Records from a collection
= = = = =

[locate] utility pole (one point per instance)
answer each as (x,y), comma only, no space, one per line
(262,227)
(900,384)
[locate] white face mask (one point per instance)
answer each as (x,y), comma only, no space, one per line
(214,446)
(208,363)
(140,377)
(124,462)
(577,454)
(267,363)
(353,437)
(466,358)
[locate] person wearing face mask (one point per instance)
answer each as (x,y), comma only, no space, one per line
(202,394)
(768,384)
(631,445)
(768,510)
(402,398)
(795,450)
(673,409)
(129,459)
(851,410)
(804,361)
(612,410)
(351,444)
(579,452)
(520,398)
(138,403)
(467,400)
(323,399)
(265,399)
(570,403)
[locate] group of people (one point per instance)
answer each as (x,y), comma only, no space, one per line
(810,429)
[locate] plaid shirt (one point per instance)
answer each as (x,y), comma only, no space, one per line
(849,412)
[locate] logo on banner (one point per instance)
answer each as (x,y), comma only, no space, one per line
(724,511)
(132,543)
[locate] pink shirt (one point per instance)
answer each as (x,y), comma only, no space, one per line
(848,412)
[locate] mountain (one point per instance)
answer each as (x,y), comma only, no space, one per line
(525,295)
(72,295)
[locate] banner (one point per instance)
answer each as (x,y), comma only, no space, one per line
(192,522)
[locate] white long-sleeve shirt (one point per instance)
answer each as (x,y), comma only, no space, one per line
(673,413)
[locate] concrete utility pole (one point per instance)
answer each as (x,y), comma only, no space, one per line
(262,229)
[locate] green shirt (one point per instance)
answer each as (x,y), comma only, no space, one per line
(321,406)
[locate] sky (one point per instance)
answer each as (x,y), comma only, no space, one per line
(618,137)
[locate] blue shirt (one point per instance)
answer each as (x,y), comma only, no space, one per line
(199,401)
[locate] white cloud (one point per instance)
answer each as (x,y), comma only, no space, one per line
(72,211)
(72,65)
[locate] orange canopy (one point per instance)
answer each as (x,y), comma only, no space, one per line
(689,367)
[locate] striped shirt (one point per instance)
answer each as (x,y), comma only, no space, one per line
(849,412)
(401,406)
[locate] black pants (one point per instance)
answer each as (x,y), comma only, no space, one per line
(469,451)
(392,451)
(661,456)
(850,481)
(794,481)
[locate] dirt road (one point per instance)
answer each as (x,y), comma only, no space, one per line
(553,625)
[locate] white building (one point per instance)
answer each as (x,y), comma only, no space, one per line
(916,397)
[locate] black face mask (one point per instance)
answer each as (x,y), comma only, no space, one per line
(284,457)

= = = = =

Format the part of the records above that opens with the line containing "[locate] dirt road (one point per instance)" and runs through the end of the records as a JSON list of strings, one string per line, leaving out blank lines.

[
  "[locate] dirt road (one point per instance)",
  "answer each as (x,y), comma only, no space, one per line",
  "(553,625)",
  "[locate] white building (one point per instance)",
  "answer each as (x,y), comma only, no space, one per line",
  "(916,397)",
  "[locate] black face mask (one point per instance)",
  "answer each as (x,y), comma only, no space, one per line",
  "(284,457)"
]